Records from a collection
┌──

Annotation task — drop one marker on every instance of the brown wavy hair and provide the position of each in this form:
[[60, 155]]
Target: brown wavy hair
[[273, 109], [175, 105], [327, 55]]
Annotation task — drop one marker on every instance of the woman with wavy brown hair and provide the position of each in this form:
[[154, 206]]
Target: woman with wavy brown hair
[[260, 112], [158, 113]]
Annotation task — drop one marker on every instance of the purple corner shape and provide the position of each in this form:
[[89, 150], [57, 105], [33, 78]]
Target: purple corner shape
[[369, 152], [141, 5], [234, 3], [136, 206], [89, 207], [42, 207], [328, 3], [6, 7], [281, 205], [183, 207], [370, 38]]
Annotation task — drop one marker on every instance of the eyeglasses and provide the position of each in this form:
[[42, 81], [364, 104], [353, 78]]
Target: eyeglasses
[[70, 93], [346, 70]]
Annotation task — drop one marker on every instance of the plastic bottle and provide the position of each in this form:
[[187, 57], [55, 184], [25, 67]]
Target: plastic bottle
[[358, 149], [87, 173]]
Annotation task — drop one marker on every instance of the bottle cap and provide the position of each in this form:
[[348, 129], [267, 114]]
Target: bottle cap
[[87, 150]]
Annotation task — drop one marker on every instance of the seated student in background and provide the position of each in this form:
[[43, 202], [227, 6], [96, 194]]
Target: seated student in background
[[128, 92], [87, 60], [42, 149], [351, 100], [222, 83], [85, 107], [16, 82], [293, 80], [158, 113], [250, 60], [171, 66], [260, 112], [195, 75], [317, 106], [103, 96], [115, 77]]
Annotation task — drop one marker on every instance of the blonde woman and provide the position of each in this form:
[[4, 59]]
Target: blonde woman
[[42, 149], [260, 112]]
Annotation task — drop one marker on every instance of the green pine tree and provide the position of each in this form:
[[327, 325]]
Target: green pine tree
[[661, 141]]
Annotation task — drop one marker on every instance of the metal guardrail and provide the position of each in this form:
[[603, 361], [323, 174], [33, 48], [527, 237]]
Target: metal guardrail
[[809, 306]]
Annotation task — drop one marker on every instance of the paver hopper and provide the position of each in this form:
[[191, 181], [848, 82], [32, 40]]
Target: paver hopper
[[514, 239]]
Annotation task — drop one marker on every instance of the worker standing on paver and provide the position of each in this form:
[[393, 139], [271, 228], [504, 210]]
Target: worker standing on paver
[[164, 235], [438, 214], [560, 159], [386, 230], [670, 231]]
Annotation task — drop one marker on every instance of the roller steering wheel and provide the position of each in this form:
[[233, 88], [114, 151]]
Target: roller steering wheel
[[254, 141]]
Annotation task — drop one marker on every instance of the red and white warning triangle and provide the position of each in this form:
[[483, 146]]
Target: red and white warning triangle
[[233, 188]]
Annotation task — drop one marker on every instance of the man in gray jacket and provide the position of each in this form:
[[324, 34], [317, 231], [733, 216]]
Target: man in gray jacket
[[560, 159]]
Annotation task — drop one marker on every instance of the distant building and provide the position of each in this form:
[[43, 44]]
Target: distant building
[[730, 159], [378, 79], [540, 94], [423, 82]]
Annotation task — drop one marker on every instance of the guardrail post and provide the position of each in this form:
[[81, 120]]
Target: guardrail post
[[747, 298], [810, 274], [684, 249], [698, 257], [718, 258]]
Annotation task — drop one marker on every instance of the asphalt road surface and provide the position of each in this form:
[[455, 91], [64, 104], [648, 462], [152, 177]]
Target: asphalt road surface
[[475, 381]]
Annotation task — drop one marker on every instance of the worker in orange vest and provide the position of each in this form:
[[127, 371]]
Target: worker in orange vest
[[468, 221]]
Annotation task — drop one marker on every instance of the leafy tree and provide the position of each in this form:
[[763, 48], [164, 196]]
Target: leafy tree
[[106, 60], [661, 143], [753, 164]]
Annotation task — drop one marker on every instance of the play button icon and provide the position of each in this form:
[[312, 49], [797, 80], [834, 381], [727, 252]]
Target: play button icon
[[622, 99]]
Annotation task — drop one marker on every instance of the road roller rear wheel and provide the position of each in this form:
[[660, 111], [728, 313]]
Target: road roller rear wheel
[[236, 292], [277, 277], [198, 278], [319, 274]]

└──

■ **How to complete this task**
Above are the lines; repeat exactly the ones from the line containing "[[81, 120]]" down to the line containing "of the road", both inclusive.

■ **Solution**
[[81, 120]]
Target: guardrail post
[[747, 298], [810, 274], [684, 249], [698, 257], [718, 258]]
Annotation task — drop one marker on every instance of the asphalt road surface and provide the position of each in this form:
[[455, 91], [64, 104], [648, 462], [152, 177]]
Target: asphalt road surface
[[475, 381]]
Annotation task — drop one marker on every instance of the worker in orange vest and provide the position of each in this form:
[[127, 371]]
Target: worker in orange vest
[[468, 221]]
Annotation task — drop one marker on every instance of the leafy tree and provide the position of each in this form:
[[763, 48], [164, 196]]
Target: leafy tree
[[106, 60], [661, 143], [753, 164]]
Annotation task — drop one marker on every instance of the play button icon and provide the position of each in this form:
[[312, 49], [797, 80], [834, 381], [727, 252]]
Target: play button icon
[[622, 99]]
Annotation task — drop one marker on every instance of the road roller rear wheel and provide the position of each in this form:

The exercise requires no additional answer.